-- BEGIN Raw data --

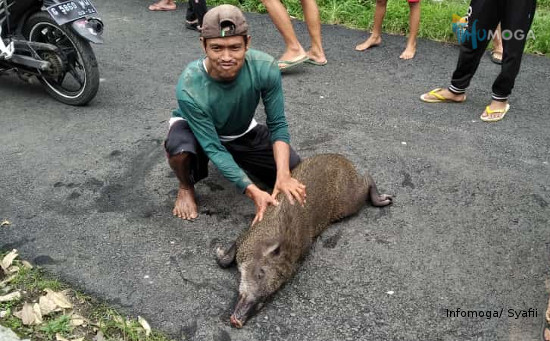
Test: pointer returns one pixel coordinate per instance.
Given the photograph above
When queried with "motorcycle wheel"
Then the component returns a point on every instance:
(73, 77)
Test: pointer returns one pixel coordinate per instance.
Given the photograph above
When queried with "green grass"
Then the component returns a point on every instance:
(99, 316)
(59, 325)
(435, 21)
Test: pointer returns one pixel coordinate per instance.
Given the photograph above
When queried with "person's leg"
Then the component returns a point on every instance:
(189, 164)
(313, 21)
(376, 36)
(496, 54)
(190, 16)
(200, 9)
(281, 20)
(483, 15)
(253, 152)
(414, 25)
(163, 5)
(516, 22)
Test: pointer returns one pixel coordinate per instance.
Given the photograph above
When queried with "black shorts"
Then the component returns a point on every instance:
(253, 152)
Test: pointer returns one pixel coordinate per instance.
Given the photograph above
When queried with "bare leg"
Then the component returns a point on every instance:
(163, 5)
(376, 198)
(376, 36)
(313, 21)
(281, 19)
(414, 24)
(185, 206)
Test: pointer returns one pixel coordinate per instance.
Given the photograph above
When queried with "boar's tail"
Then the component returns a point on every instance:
(376, 198)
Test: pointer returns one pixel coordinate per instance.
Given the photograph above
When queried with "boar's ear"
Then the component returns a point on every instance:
(272, 249)
(226, 256)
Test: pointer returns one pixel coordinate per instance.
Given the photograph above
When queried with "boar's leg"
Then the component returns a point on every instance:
(226, 256)
(376, 198)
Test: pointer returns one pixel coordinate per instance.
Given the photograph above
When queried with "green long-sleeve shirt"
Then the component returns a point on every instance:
(213, 108)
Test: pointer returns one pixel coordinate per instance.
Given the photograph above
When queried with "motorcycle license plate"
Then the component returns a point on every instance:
(71, 10)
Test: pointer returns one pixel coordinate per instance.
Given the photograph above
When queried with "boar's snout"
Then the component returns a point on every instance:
(244, 308)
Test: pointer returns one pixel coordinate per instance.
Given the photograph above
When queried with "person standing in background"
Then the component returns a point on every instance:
(376, 37)
(294, 53)
(515, 17)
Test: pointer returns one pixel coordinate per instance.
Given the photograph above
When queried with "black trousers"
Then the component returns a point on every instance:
(515, 17)
(196, 9)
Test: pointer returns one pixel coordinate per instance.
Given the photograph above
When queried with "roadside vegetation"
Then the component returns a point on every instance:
(38, 307)
(436, 21)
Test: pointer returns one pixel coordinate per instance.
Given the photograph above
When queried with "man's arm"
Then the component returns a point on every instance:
(273, 99)
(292, 188)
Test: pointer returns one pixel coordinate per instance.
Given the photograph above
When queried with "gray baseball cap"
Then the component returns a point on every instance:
(224, 21)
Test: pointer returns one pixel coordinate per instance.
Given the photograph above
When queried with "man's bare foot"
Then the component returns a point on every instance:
(186, 206)
(163, 5)
(442, 95)
(317, 58)
(373, 40)
(495, 111)
(409, 53)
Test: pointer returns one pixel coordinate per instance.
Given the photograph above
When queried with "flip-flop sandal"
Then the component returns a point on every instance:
(497, 111)
(157, 7)
(313, 62)
(495, 59)
(288, 64)
(438, 98)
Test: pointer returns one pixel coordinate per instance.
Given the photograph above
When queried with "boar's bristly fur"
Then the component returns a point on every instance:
(269, 252)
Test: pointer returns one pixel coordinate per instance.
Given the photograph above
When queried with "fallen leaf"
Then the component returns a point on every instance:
(10, 297)
(30, 314)
(12, 270)
(8, 259)
(58, 337)
(99, 336)
(59, 299)
(119, 320)
(47, 305)
(7, 280)
(27, 265)
(77, 320)
(145, 325)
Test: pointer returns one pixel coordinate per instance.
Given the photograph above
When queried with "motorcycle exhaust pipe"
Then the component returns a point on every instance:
(90, 29)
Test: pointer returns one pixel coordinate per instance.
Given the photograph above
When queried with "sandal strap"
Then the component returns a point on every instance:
(496, 111)
(435, 94)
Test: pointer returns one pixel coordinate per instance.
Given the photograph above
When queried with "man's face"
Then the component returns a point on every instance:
(225, 56)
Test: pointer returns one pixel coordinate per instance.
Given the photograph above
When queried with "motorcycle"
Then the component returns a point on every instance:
(50, 39)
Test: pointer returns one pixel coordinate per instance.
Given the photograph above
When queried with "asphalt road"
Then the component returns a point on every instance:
(89, 193)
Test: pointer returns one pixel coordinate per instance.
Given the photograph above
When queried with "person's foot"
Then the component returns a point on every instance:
(442, 95)
(373, 40)
(186, 206)
(163, 5)
(495, 111)
(410, 51)
(317, 58)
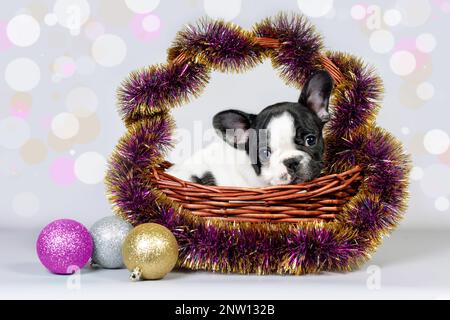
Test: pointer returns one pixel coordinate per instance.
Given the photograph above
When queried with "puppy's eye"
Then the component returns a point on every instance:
(264, 154)
(310, 140)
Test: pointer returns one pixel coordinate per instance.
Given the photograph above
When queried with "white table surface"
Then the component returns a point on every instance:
(413, 264)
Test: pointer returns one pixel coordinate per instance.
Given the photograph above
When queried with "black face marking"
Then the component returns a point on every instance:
(306, 123)
(206, 179)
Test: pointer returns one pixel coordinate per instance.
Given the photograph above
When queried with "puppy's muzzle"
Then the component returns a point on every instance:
(293, 165)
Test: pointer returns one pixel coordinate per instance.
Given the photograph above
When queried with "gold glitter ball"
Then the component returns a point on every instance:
(151, 249)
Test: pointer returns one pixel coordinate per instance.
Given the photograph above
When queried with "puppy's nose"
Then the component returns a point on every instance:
(292, 163)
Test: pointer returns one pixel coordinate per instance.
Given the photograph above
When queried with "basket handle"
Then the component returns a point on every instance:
(265, 42)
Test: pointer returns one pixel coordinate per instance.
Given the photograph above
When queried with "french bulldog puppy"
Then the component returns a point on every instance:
(283, 144)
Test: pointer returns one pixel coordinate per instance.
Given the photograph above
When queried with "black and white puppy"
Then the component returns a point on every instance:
(283, 144)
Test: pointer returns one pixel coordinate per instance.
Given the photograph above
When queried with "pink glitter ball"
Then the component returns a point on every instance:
(64, 246)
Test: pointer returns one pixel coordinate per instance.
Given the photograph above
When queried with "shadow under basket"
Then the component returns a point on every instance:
(319, 199)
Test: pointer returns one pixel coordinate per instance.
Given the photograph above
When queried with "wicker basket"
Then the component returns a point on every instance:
(321, 198)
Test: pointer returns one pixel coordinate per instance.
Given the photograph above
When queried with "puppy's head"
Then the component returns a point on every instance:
(284, 141)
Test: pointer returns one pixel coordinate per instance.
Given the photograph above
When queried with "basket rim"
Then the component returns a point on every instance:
(185, 183)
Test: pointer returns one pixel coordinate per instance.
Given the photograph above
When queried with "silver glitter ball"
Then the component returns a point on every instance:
(108, 235)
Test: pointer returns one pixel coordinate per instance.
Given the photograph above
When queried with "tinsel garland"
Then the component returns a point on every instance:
(352, 137)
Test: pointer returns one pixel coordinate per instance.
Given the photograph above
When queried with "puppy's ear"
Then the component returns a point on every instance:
(233, 126)
(316, 94)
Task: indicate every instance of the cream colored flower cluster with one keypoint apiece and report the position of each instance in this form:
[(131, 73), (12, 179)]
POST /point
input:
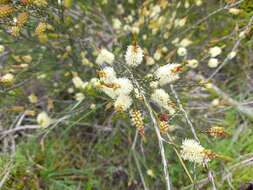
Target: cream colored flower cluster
[(118, 89)]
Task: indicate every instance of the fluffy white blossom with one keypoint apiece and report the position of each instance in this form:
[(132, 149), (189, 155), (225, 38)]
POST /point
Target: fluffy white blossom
[(124, 86), (213, 63), (185, 42), (178, 23), (182, 51), (191, 150), (150, 60), (167, 73), (116, 24), (105, 56), (234, 11), (134, 55), (215, 51), (157, 55), (232, 54), (109, 92), (107, 75), (162, 99), (78, 83), (153, 84), (43, 119), (123, 102), (193, 63)]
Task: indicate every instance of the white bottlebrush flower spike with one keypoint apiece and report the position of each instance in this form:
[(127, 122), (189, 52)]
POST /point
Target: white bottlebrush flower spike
[(213, 63), (232, 54), (185, 42), (44, 120), (191, 150), (182, 51), (109, 92), (124, 86), (78, 83), (107, 75), (162, 99), (215, 51), (105, 56), (167, 73), (134, 55), (79, 96), (193, 63), (123, 102)]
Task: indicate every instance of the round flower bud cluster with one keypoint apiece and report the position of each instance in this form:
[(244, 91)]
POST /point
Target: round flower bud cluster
[(7, 78), (162, 99), (118, 89), (191, 150), (105, 56), (134, 55), (78, 83), (44, 120), (137, 121), (168, 73)]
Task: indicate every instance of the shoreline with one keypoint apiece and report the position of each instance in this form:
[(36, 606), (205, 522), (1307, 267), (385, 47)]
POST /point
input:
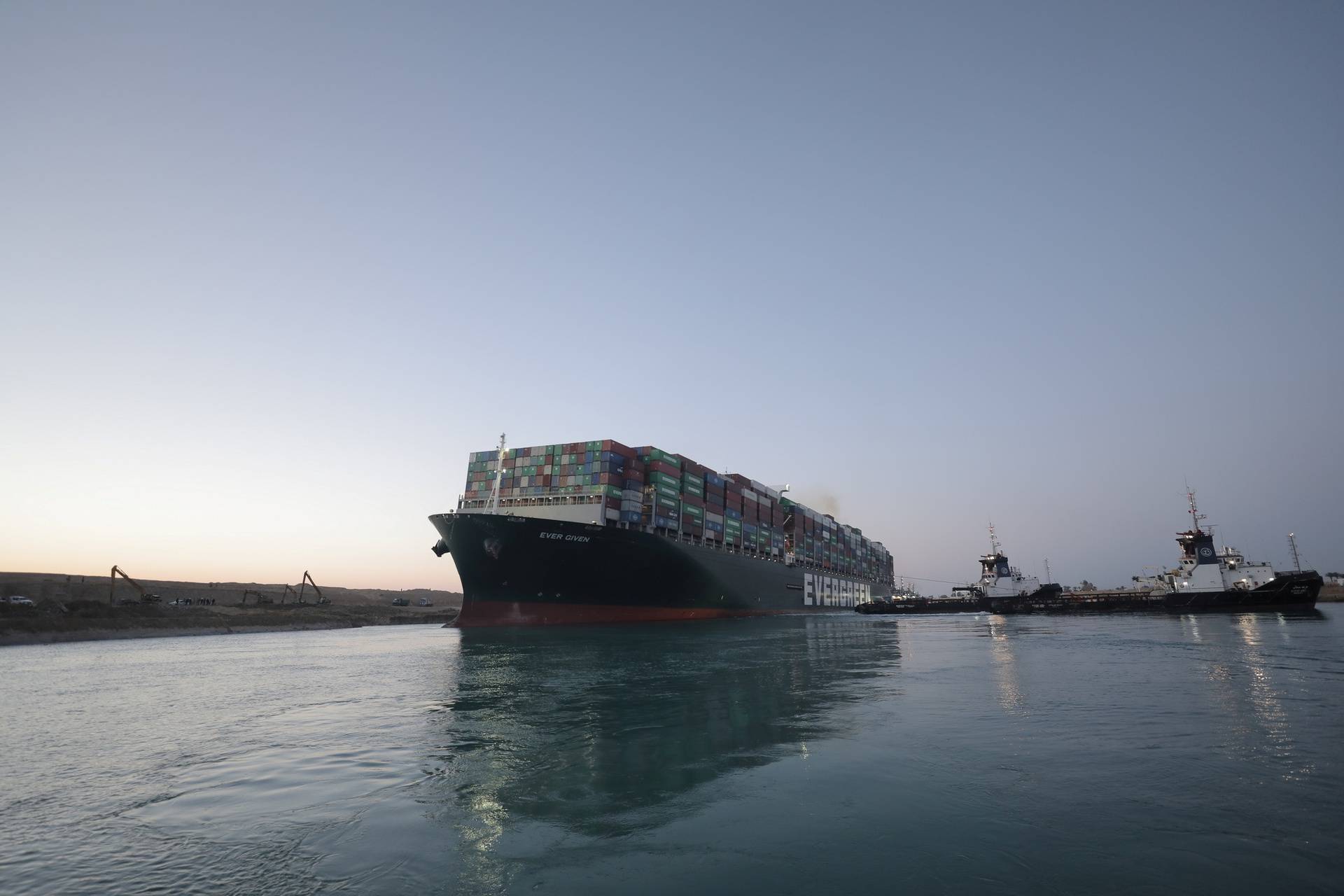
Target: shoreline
[(33, 638)]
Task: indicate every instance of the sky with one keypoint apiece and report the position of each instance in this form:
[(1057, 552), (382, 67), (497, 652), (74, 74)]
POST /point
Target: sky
[(270, 272)]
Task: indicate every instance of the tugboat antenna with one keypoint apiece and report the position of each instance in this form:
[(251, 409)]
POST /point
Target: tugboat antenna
[(499, 477), (1194, 512)]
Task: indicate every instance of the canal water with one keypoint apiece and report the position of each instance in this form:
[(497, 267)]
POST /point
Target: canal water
[(967, 754)]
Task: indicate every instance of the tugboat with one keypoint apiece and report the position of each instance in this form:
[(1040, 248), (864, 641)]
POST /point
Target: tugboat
[(997, 580), (1206, 580), (1002, 580)]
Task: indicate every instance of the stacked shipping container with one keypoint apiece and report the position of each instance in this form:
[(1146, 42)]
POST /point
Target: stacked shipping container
[(647, 486)]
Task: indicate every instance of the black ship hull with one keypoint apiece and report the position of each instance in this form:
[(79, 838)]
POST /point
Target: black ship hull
[(1287, 592), (521, 570)]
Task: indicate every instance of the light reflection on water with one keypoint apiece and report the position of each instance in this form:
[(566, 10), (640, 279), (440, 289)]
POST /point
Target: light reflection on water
[(956, 754)]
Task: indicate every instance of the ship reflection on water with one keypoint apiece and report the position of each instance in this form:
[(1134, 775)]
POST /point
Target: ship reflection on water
[(596, 729)]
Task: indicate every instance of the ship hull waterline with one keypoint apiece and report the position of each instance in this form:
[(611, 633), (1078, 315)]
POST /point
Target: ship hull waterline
[(519, 571)]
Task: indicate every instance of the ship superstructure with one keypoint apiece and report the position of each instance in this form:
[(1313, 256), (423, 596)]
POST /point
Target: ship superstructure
[(999, 578), (1205, 568)]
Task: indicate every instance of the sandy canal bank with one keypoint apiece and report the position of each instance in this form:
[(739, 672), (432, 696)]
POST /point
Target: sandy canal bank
[(80, 622), (86, 609)]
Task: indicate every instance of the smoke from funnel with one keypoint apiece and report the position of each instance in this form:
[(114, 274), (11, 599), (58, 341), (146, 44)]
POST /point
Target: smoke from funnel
[(822, 504)]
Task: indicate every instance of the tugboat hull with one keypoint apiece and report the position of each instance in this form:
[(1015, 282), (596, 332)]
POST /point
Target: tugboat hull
[(1287, 592)]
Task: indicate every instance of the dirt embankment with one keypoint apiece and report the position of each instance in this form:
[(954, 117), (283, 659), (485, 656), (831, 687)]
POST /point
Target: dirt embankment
[(67, 610)]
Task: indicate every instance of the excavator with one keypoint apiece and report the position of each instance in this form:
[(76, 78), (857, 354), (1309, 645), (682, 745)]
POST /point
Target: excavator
[(308, 580), (144, 596), (261, 597)]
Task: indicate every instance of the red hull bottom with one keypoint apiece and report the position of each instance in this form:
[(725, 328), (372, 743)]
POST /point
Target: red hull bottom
[(518, 613)]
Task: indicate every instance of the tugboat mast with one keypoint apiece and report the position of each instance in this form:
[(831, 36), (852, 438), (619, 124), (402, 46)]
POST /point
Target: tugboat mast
[(1194, 512)]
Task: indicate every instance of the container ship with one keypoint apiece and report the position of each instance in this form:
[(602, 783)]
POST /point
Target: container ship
[(601, 532)]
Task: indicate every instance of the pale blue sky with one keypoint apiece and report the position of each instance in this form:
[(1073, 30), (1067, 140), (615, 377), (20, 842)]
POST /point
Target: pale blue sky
[(269, 272)]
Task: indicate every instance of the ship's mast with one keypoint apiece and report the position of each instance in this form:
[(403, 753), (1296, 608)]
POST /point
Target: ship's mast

-- END Raw data --

→ **What to produce**: Repeat, without changes, the part of the data that opens with the line containing "Task: indicate every instance of the sky" and closes with the line containing "[(967, 754)]". Include both of those lines.

→ **Output of the exercise**:
Task: indicate every instance of the sky with one keypoint apiece and report the position of each instance in this form:
[(1057, 552), (382, 67), (497, 652), (74, 74)]
POST /point
Target: sky
[(270, 272)]
Task: indicate every instance of the tugboat antenna with one keypoint apiece and report the position of each instance in this form:
[(251, 409)]
POST /point
Target: tugboat antenna
[(499, 477), (1194, 512)]
Task: indicate every instance of the canal water with one keypoint apiece and report the position of each instance in this form:
[(497, 267)]
POST /point
Target: canal water
[(967, 754)]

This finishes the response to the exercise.